- **Material provided**:

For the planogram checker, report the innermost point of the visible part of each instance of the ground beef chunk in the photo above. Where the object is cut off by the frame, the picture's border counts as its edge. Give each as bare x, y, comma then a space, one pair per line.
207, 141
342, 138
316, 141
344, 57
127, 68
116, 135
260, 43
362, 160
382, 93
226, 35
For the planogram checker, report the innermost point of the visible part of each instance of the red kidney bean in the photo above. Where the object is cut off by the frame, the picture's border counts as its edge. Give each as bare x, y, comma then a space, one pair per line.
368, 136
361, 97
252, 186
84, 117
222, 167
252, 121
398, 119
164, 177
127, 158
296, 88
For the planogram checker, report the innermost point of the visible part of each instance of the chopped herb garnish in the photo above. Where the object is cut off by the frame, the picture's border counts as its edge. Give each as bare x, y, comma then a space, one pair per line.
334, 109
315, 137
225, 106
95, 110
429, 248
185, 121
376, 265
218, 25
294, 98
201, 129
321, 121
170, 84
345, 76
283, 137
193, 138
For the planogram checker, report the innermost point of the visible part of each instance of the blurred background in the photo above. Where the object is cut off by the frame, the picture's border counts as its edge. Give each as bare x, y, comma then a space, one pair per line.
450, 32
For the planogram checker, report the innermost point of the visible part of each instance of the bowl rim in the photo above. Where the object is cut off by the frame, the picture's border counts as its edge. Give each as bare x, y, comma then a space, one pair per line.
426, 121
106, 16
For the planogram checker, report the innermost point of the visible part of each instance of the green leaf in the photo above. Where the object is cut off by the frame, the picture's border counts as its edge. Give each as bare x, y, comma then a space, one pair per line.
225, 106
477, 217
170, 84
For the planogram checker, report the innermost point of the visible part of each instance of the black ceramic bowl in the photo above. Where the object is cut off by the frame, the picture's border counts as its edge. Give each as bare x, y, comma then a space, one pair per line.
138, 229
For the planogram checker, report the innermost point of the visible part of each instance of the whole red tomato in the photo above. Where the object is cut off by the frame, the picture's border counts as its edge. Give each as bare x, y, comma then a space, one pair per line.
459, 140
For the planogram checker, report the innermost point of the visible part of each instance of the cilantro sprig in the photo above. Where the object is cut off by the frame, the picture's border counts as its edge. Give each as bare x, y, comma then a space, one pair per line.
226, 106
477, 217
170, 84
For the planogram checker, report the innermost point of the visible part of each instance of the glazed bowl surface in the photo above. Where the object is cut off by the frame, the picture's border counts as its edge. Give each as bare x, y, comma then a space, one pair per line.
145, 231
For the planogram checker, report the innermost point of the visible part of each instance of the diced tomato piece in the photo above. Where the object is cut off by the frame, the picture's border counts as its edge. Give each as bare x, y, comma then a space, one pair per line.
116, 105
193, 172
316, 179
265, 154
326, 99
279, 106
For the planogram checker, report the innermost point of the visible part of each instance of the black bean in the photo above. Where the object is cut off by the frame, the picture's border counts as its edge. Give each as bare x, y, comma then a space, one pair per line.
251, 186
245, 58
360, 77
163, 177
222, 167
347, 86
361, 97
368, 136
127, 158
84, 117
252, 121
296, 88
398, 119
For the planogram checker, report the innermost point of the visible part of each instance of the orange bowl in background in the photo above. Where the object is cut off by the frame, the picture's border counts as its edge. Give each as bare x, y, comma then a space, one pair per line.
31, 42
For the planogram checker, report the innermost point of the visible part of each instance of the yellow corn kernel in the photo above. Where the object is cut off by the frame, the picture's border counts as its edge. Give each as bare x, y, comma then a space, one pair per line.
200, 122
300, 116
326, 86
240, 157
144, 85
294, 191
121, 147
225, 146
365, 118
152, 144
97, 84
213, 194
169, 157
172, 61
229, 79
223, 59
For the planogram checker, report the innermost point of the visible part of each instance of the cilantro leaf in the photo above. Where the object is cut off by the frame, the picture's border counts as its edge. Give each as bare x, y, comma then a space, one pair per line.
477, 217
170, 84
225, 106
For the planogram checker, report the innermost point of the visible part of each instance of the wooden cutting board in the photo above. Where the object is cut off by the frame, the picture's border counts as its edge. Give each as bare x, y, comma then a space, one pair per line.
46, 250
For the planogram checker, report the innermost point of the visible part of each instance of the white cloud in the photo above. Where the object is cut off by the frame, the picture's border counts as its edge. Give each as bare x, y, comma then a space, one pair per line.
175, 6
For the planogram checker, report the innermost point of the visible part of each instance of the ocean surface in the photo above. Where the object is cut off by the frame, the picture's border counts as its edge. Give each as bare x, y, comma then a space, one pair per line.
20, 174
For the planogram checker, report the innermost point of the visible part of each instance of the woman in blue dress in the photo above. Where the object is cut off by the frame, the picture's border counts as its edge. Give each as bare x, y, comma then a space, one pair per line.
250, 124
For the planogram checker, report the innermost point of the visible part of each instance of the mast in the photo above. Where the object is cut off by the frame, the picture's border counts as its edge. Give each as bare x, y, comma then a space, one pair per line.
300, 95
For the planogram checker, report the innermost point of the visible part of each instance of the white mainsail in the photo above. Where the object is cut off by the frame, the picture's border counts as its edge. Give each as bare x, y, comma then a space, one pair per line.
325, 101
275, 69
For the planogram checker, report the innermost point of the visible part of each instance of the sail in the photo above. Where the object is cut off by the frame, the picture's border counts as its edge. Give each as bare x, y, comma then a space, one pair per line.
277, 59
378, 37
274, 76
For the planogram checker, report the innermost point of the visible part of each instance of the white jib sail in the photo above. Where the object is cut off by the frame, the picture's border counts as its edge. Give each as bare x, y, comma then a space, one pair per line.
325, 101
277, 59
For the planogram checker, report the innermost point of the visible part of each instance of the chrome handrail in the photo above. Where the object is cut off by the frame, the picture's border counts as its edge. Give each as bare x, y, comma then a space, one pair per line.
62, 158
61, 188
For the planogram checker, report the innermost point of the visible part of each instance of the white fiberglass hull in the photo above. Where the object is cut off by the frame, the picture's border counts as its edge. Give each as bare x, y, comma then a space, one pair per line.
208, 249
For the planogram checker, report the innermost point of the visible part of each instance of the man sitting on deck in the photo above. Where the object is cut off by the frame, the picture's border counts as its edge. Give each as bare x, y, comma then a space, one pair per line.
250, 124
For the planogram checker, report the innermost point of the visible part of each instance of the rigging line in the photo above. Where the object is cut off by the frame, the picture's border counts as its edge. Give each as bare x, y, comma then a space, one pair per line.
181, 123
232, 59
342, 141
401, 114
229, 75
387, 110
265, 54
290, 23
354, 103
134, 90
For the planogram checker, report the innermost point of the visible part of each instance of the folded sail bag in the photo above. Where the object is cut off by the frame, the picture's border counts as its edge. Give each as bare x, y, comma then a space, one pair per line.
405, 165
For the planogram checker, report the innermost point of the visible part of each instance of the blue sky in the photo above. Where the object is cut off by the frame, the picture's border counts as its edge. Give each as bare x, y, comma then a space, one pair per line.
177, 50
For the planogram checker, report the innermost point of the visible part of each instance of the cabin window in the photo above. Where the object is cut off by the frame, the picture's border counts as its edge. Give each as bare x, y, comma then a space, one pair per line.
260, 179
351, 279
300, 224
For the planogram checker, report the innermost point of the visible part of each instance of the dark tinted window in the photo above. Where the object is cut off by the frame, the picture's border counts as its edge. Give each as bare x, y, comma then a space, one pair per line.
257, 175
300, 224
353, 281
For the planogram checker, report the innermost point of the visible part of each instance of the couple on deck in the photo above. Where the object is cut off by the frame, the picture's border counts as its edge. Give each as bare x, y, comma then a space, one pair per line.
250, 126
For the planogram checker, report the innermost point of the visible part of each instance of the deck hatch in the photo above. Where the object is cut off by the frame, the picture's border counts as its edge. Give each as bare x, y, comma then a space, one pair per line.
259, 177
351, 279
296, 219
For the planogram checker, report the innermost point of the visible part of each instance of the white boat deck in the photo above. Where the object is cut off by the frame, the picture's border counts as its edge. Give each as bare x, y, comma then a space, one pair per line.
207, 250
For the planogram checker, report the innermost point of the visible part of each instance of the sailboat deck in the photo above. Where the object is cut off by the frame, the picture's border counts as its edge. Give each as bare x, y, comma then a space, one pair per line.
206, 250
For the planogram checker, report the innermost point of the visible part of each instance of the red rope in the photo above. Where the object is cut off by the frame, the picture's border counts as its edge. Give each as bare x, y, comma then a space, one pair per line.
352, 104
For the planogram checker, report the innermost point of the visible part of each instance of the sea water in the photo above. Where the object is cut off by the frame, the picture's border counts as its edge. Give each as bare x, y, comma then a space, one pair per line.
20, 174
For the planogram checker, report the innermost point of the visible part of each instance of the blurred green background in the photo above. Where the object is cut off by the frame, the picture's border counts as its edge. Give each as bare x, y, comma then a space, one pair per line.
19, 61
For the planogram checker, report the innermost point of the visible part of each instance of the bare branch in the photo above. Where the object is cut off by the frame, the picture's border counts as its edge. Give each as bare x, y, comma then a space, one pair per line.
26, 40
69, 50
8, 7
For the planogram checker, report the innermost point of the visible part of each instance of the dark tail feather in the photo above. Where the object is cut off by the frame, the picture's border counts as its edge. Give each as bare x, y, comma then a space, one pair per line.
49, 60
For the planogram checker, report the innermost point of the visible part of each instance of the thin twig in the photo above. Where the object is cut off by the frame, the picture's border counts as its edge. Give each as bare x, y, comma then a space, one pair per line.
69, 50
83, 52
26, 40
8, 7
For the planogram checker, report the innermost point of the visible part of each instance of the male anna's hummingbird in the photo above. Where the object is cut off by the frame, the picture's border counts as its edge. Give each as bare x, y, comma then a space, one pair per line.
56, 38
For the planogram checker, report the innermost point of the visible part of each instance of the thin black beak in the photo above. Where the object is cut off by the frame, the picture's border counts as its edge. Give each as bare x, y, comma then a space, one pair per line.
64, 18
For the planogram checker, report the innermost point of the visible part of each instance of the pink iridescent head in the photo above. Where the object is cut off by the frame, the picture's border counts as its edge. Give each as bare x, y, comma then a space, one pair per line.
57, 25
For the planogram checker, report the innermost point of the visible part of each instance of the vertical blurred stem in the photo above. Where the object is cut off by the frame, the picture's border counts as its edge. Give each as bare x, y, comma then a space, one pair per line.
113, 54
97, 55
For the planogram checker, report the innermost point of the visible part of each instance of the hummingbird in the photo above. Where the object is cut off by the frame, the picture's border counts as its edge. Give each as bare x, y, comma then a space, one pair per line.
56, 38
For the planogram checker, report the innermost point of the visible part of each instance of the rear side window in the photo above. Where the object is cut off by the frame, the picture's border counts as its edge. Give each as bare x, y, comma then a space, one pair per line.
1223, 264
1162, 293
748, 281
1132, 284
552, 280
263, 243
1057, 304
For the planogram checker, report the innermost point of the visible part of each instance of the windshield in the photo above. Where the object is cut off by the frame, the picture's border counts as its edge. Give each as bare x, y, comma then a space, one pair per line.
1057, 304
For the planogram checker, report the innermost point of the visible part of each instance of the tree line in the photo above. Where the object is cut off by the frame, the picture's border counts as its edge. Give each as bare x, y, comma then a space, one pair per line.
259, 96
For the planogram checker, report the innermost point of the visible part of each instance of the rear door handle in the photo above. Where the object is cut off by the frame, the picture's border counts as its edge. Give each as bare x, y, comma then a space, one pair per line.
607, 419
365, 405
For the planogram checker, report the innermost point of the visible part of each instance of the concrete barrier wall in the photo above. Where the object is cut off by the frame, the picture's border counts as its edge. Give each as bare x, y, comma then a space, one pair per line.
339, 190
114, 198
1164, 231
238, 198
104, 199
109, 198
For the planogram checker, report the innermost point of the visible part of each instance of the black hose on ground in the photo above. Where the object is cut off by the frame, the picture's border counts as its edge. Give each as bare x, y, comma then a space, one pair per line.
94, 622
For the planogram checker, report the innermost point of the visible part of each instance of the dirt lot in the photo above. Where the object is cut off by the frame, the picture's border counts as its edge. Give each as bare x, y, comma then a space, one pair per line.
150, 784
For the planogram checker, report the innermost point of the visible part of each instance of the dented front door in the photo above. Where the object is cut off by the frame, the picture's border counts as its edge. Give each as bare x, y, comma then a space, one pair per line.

- **Aim of the exercise**: From the line holding "of the concrete" to the last line of the records, quote each line exactly and add nothing.

- **The solution**:
For the planogram checker, report the innermost point of the visible part of each instance of the concrete barrier wall in the photo above. Where the object is cut off by the frame, the picture's border counts as its edge. Give each as bare x, y, comma then a space, one pair per line.
339, 190
114, 198
1164, 231
238, 198
104, 199
109, 198
For the planogram checker, report the innermost point of the visible part of each instance of the black hose on ground in the photo above. Where the object is cut off by the frame, the picture's border counts as its edge. Give each as bare x, y, comma then a space, one pair per line.
94, 622
For the planogram checker, report the innermost point of the visible part of each instance of the dirt lot in the photo above. Where the object is cut off by the frame, the picture's border counts as its edge. Give each as bare x, y, comma then a space, one pair per line.
150, 784
For the planogram checker, report the innermost point of the visible part of each instance of the dented front door in the photo above. Where the object is cut off by the frame, the picture's border counts as its edge. Give each as bare x, y, comma then a space, one pair per line.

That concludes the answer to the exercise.